Problem to work on: Leave out the images and repeat every entry below exactly.

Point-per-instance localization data
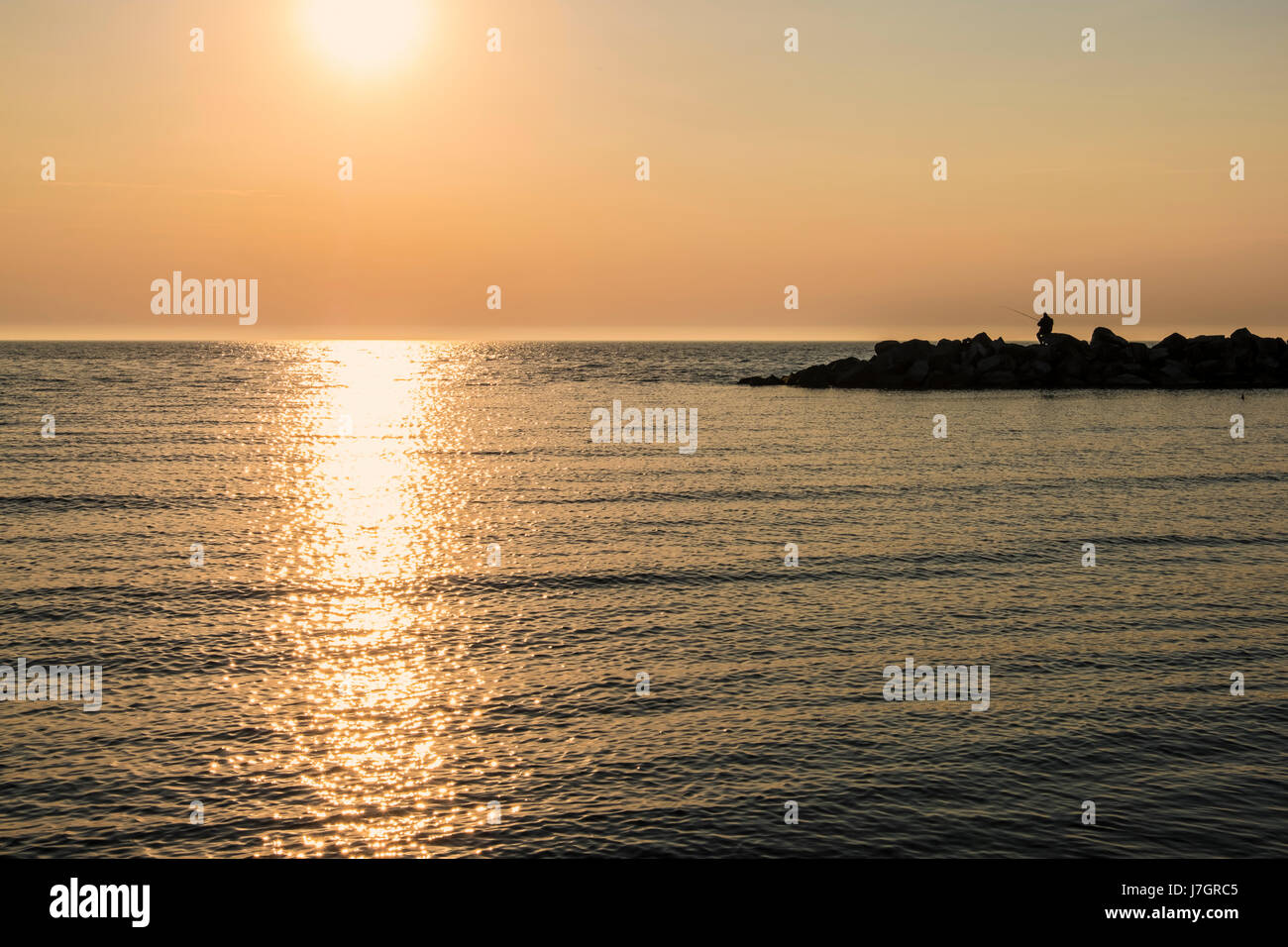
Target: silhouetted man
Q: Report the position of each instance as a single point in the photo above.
(1044, 325)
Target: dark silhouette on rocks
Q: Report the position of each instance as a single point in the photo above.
(1241, 360)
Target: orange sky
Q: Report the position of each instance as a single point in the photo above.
(518, 167)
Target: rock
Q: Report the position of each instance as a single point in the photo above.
(1241, 360)
(1107, 337)
(917, 372)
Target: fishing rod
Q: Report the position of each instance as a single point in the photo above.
(1020, 313)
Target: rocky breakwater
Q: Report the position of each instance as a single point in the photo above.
(1240, 360)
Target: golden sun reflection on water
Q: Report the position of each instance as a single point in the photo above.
(381, 699)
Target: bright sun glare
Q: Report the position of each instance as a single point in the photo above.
(365, 34)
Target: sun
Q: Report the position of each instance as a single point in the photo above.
(365, 34)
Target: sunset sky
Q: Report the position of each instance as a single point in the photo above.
(518, 167)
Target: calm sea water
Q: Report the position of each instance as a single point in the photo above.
(347, 676)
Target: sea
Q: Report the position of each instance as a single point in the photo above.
(391, 599)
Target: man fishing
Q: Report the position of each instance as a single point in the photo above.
(1044, 325)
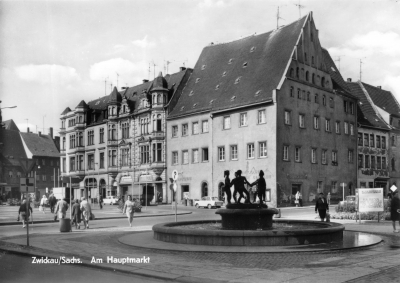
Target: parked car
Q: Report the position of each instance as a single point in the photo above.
(111, 200)
(208, 202)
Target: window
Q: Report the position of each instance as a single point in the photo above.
(205, 154)
(366, 163)
(287, 118)
(144, 154)
(261, 117)
(378, 162)
(316, 122)
(350, 156)
(323, 156)
(195, 155)
(243, 119)
(80, 163)
(185, 157)
(313, 155)
(378, 142)
(286, 152)
(337, 127)
(101, 159)
(301, 120)
(184, 130)
(90, 137)
(101, 135)
(125, 130)
(250, 150)
(195, 128)
(262, 149)
(297, 154)
(221, 153)
(72, 164)
(327, 125)
(204, 126)
(174, 131)
(125, 156)
(234, 153)
(334, 158)
(227, 122)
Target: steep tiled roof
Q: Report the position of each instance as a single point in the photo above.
(333, 71)
(383, 99)
(369, 115)
(238, 73)
(10, 125)
(66, 111)
(40, 145)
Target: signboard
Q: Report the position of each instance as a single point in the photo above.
(370, 200)
(175, 175)
(27, 184)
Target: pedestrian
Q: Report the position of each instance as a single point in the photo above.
(227, 187)
(76, 214)
(394, 210)
(296, 198)
(129, 209)
(23, 214)
(261, 187)
(61, 208)
(86, 212)
(239, 183)
(321, 206)
(43, 203)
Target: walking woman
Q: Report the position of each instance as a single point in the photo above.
(129, 209)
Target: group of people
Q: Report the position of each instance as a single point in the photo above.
(239, 183)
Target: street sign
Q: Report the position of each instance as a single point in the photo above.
(175, 175)
(27, 184)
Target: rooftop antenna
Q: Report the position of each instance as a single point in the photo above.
(300, 7)
(278, 17)
(117, 79)
(338, 60)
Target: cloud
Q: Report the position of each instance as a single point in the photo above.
(144, 43)
(47, 74)
(126, 70)
(372, 43)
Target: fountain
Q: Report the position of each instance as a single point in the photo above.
(249, 225)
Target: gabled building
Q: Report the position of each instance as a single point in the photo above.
(116, 144)
(378, 136)
(273, 102)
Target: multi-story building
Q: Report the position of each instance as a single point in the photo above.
(378, 135)
(116, 144)
(273, 102)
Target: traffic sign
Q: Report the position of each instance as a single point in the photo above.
(175, 175)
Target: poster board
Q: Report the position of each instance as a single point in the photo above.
(370, 200)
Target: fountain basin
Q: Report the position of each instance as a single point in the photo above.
(174, 233)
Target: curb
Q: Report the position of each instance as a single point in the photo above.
(105, 218)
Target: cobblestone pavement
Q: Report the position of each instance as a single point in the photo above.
(376, 263)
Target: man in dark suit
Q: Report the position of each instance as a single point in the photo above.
(321, 206)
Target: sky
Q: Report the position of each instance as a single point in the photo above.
(53, 54)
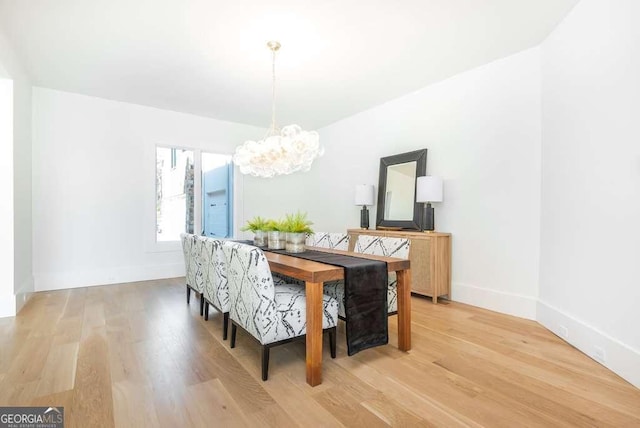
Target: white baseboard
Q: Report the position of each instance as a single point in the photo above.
(7, 305)
(62, 280)
(619, 358)
(24, 293)
(499, 301)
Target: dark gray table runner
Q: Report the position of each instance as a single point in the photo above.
(365, 288)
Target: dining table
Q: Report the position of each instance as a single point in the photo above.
(314, 274)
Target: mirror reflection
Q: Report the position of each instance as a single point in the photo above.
(400, 191)
(397, 207)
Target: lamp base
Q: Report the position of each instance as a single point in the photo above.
(427, 221)
(364, 217)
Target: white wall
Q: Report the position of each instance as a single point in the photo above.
(7, 300)
(94, 186)
(482, 130)
(16, 289)
(590, 221)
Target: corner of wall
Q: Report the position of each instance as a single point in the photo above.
(606, 350)
(499, 301)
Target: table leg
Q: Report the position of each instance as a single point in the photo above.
(404, 310)
(314, 333)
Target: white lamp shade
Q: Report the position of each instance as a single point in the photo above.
(365, 194)
(429, 189)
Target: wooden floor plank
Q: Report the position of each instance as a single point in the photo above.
(138, 355)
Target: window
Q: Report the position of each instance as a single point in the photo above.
(194, 193)
(174, 193)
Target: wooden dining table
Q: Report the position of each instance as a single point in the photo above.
(314, 274)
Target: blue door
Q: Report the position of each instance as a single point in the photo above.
(217, 205)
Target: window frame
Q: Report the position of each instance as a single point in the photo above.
(152, 245)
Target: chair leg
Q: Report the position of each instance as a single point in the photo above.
(225, 325)
(234, 329)
(333, 332)
(265, 362)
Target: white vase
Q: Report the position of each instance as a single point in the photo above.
(260, 238)
(295, 242)
(277, 240)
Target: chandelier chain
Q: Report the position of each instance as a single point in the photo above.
(273, 91)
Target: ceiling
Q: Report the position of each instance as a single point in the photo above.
(210, 58)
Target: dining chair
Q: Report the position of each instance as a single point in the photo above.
(273, 314)
(194, 275)
(332, 240)
(380, 246)
(216, 287)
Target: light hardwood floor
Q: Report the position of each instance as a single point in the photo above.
(137, 355)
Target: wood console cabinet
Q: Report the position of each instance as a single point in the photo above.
(430, 256)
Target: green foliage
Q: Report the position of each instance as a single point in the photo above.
(297, 223)
(257, 223)
(274, 226)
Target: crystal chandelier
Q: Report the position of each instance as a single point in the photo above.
(281, 151)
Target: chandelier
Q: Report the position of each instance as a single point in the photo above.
(281, 151)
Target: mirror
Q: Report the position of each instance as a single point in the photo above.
(397, 207)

Task output:
Target: silhouetted man
Q: Report the position of each instance as a single point in the photo above.
(1044, 325)
Target: dark silhouette on rocks
Q: Report the position of each instance as a single point in the photo above.
(1241, 360)
Target: orange sky
Q: Report the position of each instance as a single point in the photo above.
(518, 167)
Target: rock
Q: Report the position of each instance as a single point in the photo above.
(1241, 360)
(1107, 337)
(917, 372)
Target: fishing rod
Q: Report the position of each instance as a single point in the photo above.
(1020, 313)
Target: rocky breakwater
Q: Report the position of each instance as a single point in the photo above.
(1240, 360)
Target: golden sun reflection on water
Q: Report the position of each instance as a single point in the photo above.
(381, 699)
Target: bright sun glare
Q: Report the position of each instance as a single point in the photo above.
(365, 34)
Target: sun
Q: Report the position of each instance as a single point in the photo above.
(365, 34)
Target: sunset sky
Q: Report the position of each instance as a single point in the photo above.
(518, 167)
Target: calm sea water
Q: Report the position of each instance as a single point in the photo above.
(347, 676)
Target: sea
Q: Report the position of each instance as a single point in the photo above.
(391, 599)
Target: man fishing
Q: Report the position of each instance as a single point in the photo above.
(1044, 325)
Target: parked car
Q: Report the position of each instance as a single point in the photo above.
(111, 200)
(208, 202)
Target: window
Q: Report the position of each instance as a single point in the photo above.
(205, 154)
(366, 163)
(287, 118)
(144, 154)
(261, 117)
(378, 162)
(316, 122)
(350, 156)
(323, 156)
(195, 155)
(243, 119)
(80, 163)
(185, 157)
(313, 155)
(378, 142)
(286, 152)
(337, 127)
(101, 159)
(301, 120)
(184, 130)
(90, 137)
(101, 135)
(125, 130)
(250, 150)
(195, 128)
(262, 149)
(297, 154)
(221, 153)
(72, 164)
(327, 125)
(204, 126)
(174, 131)
(125, 156)
(234, 153)
(334, 158)
(227, 122)
Target: steep tiled roof
Q: Report the position of each instance as a single point in the photo above.
(333, 71)
(383, 99)
(369, 115)
(238, 73)
(10, 125)
(66, 111)
(40, 145)
Target: signboard
Q: Report the position of each instance as a single point in the photo above.
(370, 200)
(175, 175)
(27, 184)
Target: pedestrian
Q: Report the position of each instance as a single point in the photo above.
(227, 187)
(76, 214)
(394, 210)
(296, 198)
(129, 209)
(23, 214)
(261, 187)
(61, 208)
(86, 212)
(239, 183)
(321, 206)
(43, 203)
Target: walking woman
Q: Report the position of each instance as a single point in the photo above.
(129, 209)
Target: group of people
Q: Report the position of each instance as a single point in the photo above.
(239, 183)
Target: street sign
Q: Report the position of each instance as a single point in the photo above.
(175, 175)
(27, 184)
Target: rooftop antenna
Q: Report the position of each instance as a single point in the photo above.
(300, 7)
(278, 17)
(117, 79)
(338, 60)
Target: cloud
Q: Report the position of each instance as a single point in the photo above.
(144, 43)
(47, 74)
(126, 70)
(372, 43)
Target: fountain
Q: Report the position of each instance as a single point in the photo above.
(249, 225)
Target: gabled building
Q: Report the position of each instance as a single point in the photo above.
(116, 144)
(378, 136)
(273, 102)
Target: multi-story building
Q: Report the position of each instance as a single point in the photo above.
(378, 135)
(116, 144)
(273, 102)
Target: traffic sign
Q: Report the position of each instance as a single point in the photo above.
(175, 175)
Target: poster board
Q: Report the position of each instance as a single point in the photo above.
(370, 200)
Target: fountain basin
Q: Report the position of each instance as a single point in the photo above.
(174, 233)
Target: curb
Q: Report the position of each instance as a single point in the photo above.
(105, 218)
Target: cobblestone pavement
Q: Report the position of each instance as a single point in the photo above.
(376, 263)
Target: man in dark suit
Q: Report the position of each instance as a single point in the photo above.
(321, 206)
Target: sky
Q: Report the position of each instance as a single point in the photo above.
(53, 54)
Target: white baseboard
Q: Report the position of each instance as a single point in the photo above.
(7, 305)
(62, 280)
(619, 358)
(24, 293)
(499, 301)
Target: dark gray table runner
Q: Report the position of each instance as a single point in the photo above.
(365, 288)
Target: dining table
Q: Report the position of each instance as a single point in the photo above.
(314, 274)
Target: mirror reflection
Q: Report the position of each instance as a single point in the photo above.
(400, 191)
(397, 207)
Target: lamp base
Q: Report the position of each instance as a single point in the photo above.
(427, 221)
(364, 217)
Target: white wall
Q: Report the position of each instance as a single point in the photo above.
(7, 300)
(94, 186)
(482, 130)
(16, 289)
(590, 221)
Target: corner of wall
Q: Report the position of each instance as a single point in the photo above.
(606, 350)
(499, 301)
Target: table leg
Q: Report the position of each instance as a single point in the photo above.
(404, 310)
(314, 333)
Target: white lamp shade
Q: Report the position of each instance as a single point in the photo above.
(365, 194)
(429, 189)
Target: wooden floor plank
Q: Report the position of each instance as a single point in the photo above.
(138, 355)
Target: window
Q: Report the position of each instance as a single point in the photo above.
(194, 193)
(174, 193)
Target: wooden dining table
Q: Report the position of each instance as a single point in the photo above.
(314, 274)
Target: blue door
Q: Report the position of each instance as a single point in the photo above.
(217, 205)
Target: window frame
Q: Report the position of each instance as a single point in the photo above.
(152, 245)
Target: chair leg
Q: Report the position of each instance as a single point in the photo above.
(225, 325)
(234, 329)
(333, 332)
(265, 362)
Target: white vase
Q: Report the position of each instance as a single point in the photo above.
(260, 238)
(295, 242)
(277, 240)
Target: chandelier chain
Q: Report the position of each instance as a single point in the photo above.
(273, 91)
Target: ceiling
Q: Report the position of each instance as a single point in the photo above.
(210, 58)
Target: dining chair
Q: Report the position of each instance as a single point in the photo above.
(273, 314)
(194, 275)
(332, 240)
(380, 246)
(216, 287)
Target: light hardwood floor
Q: Report the position of each instance as a single point in the photo above.
(137, 355)
Target: wood console cabinet
Q: Report the position of each instance as a single point in the photo above.
(430, 256)
Target: green foliage
Q: Report the position of each instance as a single point in the photo above.
(297, 223)
(257, 223)
(274, 226)
Target: crystal chandelier
Q: Report the position of each instance as a single point in the photo above.
(281, 151)
Target: chandelier
Q: Report the position of each instance as a single point in the photo above.
(281, 151)
Target: mirror
Q: Report the position of each instance as a single point in the photo above.
(397, 207)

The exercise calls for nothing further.